Data shown:
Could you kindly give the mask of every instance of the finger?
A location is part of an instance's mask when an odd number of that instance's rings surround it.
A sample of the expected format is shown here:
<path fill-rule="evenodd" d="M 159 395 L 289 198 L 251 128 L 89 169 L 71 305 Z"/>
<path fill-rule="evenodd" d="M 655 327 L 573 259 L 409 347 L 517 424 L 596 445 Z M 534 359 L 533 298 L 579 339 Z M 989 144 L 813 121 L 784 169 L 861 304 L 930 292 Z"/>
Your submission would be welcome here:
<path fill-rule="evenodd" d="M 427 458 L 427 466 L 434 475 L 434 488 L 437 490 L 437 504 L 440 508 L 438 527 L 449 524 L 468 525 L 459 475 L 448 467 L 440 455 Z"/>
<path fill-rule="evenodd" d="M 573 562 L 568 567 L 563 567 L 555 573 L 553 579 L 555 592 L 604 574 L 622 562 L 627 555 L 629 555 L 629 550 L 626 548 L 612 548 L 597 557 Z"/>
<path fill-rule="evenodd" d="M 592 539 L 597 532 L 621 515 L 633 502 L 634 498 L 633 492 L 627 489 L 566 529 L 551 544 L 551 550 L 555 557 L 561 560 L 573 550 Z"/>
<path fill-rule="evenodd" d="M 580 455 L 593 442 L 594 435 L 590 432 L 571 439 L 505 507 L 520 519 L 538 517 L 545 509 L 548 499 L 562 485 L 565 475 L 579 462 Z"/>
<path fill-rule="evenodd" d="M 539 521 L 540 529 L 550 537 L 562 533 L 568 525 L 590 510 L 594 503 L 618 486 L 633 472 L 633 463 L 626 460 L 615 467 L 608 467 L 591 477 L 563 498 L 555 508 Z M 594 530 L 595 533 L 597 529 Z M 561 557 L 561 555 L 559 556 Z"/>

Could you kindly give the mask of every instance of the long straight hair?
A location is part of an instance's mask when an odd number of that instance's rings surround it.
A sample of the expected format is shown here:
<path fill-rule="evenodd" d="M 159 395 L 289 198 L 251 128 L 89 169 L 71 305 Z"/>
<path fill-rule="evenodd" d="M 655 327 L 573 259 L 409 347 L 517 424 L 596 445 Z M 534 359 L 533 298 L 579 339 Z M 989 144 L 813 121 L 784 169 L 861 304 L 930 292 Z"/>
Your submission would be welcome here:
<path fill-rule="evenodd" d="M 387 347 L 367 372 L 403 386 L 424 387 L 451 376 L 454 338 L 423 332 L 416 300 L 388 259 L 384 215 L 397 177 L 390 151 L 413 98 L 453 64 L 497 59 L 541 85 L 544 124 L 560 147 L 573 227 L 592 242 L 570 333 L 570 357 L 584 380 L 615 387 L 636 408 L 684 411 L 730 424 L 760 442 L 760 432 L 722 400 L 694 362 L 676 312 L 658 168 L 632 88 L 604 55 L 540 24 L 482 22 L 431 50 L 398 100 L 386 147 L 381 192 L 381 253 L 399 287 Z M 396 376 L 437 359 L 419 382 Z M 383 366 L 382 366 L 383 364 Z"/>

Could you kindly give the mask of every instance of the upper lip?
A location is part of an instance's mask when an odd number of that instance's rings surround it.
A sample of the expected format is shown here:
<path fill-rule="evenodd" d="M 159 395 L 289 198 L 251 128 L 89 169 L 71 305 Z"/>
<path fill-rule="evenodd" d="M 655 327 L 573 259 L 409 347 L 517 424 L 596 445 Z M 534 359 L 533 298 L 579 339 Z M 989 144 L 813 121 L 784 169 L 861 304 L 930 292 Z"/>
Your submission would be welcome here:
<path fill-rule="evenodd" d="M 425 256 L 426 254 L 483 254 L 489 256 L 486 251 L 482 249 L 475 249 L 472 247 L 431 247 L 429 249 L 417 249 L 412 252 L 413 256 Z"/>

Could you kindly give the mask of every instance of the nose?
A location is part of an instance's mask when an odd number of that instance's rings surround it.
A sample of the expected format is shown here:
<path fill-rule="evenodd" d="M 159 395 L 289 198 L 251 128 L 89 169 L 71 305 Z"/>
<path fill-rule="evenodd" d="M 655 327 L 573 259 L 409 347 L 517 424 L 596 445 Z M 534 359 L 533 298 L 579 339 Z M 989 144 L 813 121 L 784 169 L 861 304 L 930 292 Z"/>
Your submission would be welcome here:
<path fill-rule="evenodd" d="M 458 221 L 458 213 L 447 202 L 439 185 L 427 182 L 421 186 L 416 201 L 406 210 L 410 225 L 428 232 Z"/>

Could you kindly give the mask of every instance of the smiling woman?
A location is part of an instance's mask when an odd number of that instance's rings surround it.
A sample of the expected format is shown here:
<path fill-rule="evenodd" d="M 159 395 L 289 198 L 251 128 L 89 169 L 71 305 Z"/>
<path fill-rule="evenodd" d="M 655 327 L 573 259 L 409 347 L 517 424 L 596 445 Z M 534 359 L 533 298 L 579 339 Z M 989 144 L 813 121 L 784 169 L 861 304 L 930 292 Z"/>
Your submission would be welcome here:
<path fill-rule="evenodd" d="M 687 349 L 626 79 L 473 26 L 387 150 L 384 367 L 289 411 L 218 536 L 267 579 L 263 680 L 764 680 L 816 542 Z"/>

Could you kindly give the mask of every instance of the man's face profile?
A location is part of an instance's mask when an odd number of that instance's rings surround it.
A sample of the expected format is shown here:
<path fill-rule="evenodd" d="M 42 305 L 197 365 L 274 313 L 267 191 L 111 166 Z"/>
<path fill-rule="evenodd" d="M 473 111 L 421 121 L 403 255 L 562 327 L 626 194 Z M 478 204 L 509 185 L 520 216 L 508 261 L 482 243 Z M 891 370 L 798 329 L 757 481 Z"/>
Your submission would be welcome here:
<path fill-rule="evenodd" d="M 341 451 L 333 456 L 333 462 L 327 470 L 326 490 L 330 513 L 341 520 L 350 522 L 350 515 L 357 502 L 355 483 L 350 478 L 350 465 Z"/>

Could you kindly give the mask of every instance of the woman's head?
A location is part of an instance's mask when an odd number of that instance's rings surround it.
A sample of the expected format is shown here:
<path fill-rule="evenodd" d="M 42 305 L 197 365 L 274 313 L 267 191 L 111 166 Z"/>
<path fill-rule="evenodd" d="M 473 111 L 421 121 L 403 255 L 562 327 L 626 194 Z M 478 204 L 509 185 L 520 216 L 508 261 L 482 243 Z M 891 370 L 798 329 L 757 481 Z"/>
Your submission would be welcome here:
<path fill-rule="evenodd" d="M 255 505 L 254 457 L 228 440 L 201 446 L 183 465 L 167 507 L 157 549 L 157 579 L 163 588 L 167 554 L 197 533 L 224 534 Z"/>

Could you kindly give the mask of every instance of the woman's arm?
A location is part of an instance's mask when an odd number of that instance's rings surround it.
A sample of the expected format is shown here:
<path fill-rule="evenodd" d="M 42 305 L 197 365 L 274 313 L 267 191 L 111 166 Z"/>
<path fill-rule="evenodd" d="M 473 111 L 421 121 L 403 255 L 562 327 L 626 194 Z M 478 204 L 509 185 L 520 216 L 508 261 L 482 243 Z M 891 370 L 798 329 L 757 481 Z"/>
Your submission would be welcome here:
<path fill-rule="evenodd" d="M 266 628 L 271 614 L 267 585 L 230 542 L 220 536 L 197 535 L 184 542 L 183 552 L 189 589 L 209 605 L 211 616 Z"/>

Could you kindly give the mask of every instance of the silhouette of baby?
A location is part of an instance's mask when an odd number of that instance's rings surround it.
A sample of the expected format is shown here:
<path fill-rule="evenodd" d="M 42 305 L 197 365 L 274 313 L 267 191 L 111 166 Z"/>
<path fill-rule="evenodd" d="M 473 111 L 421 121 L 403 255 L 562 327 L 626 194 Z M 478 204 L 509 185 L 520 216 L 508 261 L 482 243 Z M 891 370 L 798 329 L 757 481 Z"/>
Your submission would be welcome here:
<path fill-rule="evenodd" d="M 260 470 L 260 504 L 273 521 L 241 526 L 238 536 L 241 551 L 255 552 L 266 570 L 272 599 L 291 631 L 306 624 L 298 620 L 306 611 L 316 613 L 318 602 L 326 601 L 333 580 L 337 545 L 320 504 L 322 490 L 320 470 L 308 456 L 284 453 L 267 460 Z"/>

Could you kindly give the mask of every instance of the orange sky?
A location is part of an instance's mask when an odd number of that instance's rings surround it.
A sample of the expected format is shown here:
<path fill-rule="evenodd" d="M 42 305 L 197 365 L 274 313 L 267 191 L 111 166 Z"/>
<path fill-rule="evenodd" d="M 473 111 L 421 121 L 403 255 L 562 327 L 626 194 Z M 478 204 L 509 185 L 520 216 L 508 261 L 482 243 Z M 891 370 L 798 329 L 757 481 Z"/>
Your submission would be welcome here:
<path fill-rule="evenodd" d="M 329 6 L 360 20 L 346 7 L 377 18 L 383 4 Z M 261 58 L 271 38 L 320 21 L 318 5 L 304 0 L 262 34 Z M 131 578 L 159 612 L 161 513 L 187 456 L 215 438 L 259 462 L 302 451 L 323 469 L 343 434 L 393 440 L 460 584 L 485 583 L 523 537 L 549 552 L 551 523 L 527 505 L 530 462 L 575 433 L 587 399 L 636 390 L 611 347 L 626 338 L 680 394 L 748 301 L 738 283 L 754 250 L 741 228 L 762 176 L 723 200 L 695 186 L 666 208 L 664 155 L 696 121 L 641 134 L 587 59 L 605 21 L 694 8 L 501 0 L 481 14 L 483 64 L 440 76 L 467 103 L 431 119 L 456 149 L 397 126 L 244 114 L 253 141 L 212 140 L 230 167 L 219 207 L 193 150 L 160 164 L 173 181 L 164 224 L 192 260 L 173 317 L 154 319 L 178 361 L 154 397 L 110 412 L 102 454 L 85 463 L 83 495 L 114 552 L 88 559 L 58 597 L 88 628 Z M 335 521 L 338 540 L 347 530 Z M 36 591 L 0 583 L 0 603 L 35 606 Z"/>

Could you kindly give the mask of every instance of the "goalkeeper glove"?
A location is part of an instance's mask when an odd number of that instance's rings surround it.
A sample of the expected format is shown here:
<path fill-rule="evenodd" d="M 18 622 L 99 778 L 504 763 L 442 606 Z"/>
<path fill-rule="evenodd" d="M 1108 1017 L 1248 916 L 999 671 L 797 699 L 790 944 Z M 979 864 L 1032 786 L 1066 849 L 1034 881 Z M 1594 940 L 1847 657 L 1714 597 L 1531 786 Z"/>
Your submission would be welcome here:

Task brief: Supply the number of lines above that contain the word "woman", and nothing else.

Result of this task: 3